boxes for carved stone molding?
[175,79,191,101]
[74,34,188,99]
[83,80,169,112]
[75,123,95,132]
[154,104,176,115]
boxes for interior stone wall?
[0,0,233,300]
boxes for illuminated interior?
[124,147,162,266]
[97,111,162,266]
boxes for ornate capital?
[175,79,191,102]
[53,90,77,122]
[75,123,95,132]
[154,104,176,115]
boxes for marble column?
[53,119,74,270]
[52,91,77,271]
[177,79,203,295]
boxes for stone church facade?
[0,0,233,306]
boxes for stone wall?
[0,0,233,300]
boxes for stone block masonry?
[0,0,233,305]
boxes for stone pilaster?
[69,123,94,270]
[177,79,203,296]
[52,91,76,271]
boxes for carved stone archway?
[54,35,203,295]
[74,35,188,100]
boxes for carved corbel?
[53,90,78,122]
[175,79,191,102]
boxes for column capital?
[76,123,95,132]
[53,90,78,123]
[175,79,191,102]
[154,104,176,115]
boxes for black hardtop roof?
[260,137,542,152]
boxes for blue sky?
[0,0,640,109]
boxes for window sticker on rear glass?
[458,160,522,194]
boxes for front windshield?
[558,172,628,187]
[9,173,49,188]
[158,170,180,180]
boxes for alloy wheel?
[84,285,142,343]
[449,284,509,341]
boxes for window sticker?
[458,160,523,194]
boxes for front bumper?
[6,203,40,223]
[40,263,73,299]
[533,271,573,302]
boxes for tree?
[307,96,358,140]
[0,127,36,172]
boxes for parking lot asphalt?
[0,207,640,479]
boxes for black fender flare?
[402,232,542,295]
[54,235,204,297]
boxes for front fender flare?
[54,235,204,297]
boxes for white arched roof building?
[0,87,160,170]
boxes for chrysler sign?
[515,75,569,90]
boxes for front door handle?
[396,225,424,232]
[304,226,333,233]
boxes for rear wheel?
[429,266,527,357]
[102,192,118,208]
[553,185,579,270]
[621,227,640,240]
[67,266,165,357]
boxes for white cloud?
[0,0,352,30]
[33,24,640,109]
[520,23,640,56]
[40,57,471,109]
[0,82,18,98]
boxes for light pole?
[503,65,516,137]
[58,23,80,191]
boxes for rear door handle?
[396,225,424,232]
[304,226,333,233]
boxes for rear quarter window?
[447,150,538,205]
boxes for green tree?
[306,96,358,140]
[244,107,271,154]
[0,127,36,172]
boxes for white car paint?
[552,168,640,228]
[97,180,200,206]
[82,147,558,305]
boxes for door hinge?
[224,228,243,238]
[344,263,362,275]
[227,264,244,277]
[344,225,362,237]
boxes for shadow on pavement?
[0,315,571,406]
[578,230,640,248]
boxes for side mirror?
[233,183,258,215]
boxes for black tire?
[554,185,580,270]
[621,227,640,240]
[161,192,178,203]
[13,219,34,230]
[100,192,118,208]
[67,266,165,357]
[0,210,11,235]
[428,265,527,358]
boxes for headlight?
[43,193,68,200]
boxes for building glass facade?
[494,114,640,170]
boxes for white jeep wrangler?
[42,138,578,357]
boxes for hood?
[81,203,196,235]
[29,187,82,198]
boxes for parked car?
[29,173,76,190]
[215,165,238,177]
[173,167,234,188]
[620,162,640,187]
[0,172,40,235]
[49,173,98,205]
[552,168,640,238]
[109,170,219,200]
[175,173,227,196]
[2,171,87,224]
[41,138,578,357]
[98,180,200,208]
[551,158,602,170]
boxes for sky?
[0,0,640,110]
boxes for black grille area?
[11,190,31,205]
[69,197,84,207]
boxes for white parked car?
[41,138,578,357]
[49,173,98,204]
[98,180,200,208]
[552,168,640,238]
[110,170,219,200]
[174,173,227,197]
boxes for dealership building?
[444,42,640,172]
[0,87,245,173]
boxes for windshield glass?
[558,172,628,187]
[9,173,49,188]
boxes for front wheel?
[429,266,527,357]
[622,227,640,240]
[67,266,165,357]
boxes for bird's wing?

> Given exercise
Print all of the items above verbatim, preserving each line without alteration.

> Response to this exercise
boxes for carved stone molding?
[175,79,191,101]
[74,34,188,99]
[83,80,169,112]
[75,123,95,132]
[154,104,176,115]
boxes for interior stone wall?
[0,0,233,300]
boxes for illuminated interior?
[124,147,162,266]
[97,111,162,266]
boxes for ornate capital?
[175,79,191,102]
[53,90,77,122]
[75,123,95,132]
[154,104,176,115]
boxes for marble column?
[53,119,74,270]
[52,91,77,271]
[177,79,203,295]
boxes for stone church facade?
[0,0,233,306]
boxes for stone wall?
[0,0,233,300]
boxes for stone block masonry?
[0,0,233,305]
boxes for stone pilaster?
[69,123,94,270]
[177,79,203,296]
[52,91,76,271]
boxes for carved stone archway?
[54,35,203,295]
[74,35,188,100]
boxes for carved corbel?
[53,90,78,122]
[175,79,191,102]
boxes for column capital?
[76,123,95,132]
[53,90,78,123]
[175,79,191,102]
[154,104,176,115]
boxes for black hardtop roof?
[260,137,542,152]
boxes for blue sky?
[0,0,640,109]
boxes for window sticker on rear glass?
[458,160,522,194]
boxes for front windshield?
[558,172,628,187]
[9,173,49,188]
[158,170,180,180]
boxes for alloy wheel?
[84,285,142,343]
[449,284,509,341]
boxes for window sticker?
[458,160,523,194]
boxes for front bumper?
[6,203,40,223]
[40,263,73,299]
[533,271,573,302]
boxes for tree?
[307,96,358,140]
[0,127,36,172]
boxes for parking lot asphalt?
[0,207,640,479]
boxes for black fender flare?
[402,232,542,295]
[54,235,204,297]
boxes for front fender flare?
[54,235,204,297]
boxes for white arched roof building?
[0,87,160,170]
boxes for chrysler sign?
[515,75,569,90]
boxes for front door handle?
[396,225,424,232]
[304,226,333,233]
boxes for rear wheel?
[429,266,527,357]
[102,192,118,208]
[553,185,579,270]
[621,227,640,240]
[67,266,165,357]
boxes for white cloud?
[0,0,352,30]
[33,24,640,109]
[520,23,640,56]
[40,57,471,109]
[0,82,18,98]
boxes for light pole?
[503,65,516,137]
[58,23,80,191]
boxes for rear door handle?
[396,225,424,232]
[304,226,333,233]
boxes for rear quarter window?
[447,150,538,205]
boxes for green tree?
[306,96,358,140]
[244,107,271,154]
[0,127,36,172]
boxes for white car paint?
[552,168,640,228]
[97,180,200,206]
[82,147,558,305]
boxes for door hinge?
[224,228,243,238]
[344,263,362,275]
[227,264,244,277]
[344,225,362,237]
boxes for shadow on pavement?
[0,315,571,406]
[578,230,640,248]
boxes for side mirror?
[233,183,258,215]
boxes for black tire?
[554,185,580,270]
[621,227,640,240]
[161,192,178,203]
[13,219,34,230]
[100,192,118,208]
[67,266,165,357]
[0,210,11,235]
[428,265,527,358]
boxes for headlight?
[43,193,68,200]
boxes for building glass facade?
[494,114,640,170]
boxes for white jeep wrangler?
[42,138,578,357]
boxes for hood?
[81,203,196,235]
[29,187,82,198]
boxes for parked car?
[29,173,76,190]
[215,165,238,177]
[173,167,234,188]
[620,162,640,187]
[0,172,40,235]
[49,173,98,205]
[552,168,640,238]
[109,170,219,200]
[175,173,227,196]
[2,171,87,224]
[41,138,578,357]
[98,180,200,208]
[551,158,602,170]
boxes for sky?
[0,0,640,110]
boxes for black grille area?
[11,190,31,205]
[69,197,84,207]
boxes for white parked car?
[41,138,578,357]
[49,173,98,204]
[98,180,200,208]
[552,168,640,238]
[110,170,219,200]
[174,173,227,197]
boxes for dealership building?
[444,42,640,172]
[0,87,245,173]
boxes for windshield glass?
[558,172,628,187]
[9,173,49,188]
boxes for front wheel?
[429,266,527,357]
[622,227,640,240]
[67,266,165,357]
boxes for bird's wing?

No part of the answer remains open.